**WORKING DATA**
────────────────

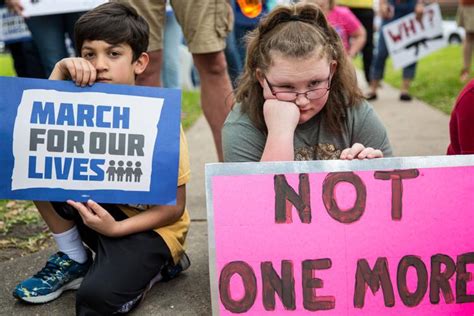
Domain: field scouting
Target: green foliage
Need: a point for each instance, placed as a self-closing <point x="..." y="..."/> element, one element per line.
<point x="190" y="108"/>
<point x="437" y="78"/>
<point x="6" y="65"/>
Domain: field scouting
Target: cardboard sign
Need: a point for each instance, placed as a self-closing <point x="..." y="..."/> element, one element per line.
<point x="48" y="7"/>
<point x="111" y="143"/>
<point x="381" y="237"/>
<point x="12" y="27"/>
<point x="408" y="39"/>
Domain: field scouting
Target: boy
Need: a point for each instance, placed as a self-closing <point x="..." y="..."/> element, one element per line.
<point x="134" y="245"/>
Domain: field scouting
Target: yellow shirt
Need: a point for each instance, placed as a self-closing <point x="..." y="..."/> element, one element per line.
<point x="356" y="3"/>
<point x="174" y="234"/>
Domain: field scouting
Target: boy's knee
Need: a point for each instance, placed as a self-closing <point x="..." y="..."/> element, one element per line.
<point x="93" y="298"/>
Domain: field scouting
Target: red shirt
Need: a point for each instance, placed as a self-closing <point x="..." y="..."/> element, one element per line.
<point x="461" y="125"/>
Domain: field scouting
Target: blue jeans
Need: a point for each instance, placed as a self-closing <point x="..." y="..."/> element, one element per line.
<point x="173" y="37"/>
<point x="378" y="65"/>
<point x="232" y="56"/>
<point x="48" y="33"/>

────────────────

**TASK BRIEF**
Rewrite all the records above, swapping "field scouting" for "crop survey" wherever it occurs and leaving everything else unchanged. Leave the pictures out.

**EXERCISE SOLUTION**
Domain: crop survey
Target: green foliage
Need: a point for each instance, placed as a self-closing <point x="..." y="..."/> element, one element per line.
<point x="190" y="108"/>
<point x="437" y="78"/>
<point x="6" y="65"/>
Domain: crop survey
Target: cardboard sign
Need: a point for each instance, placed as a self-closing <point x="..." y="..."/> element, one element per line.
<point x="48" y="7"/>
<point x="111" y="143"/>
<point x="381" y="237"/>
<point x="12" y="27"/>
<point x="408" y="39"/>
Domain: crop survey
Target: boy
Need: a point for each instance, placed as a self-closing <point x="..." y="..."/> element, one element per line.
<point x="134" y="245"/>
Domain: crop survey
Target: yellow shirt
Need: a point for each instance, placed as a self-closing <point x="..." y="..."/> element, one element per line.
<point x="356" y="3"/>
<point x="174" y="234"/>
Domain: crop survey
Target: boy's knee
Need: a point for each instance, placed as a self-closing <point x="..." y="..."/> element, one element per line.
<point x="93" y="298"/>
Domain: crop survey
Target: red shirt
Need: a point for each instance, placed as a self-closing <point x="..." y="..."/> element, one element per line.
<point x="461" y="125"/>
Domain: crop survey
Target: blue jeans
Need: a point for each instance, placed as a self-closing <point x="..." y="..."/> element, one element per line.
<point x="173" y="37"/>
<point x="378" y="65"/>
<point x="232" y="56"/>
<point x="48" y="33"/>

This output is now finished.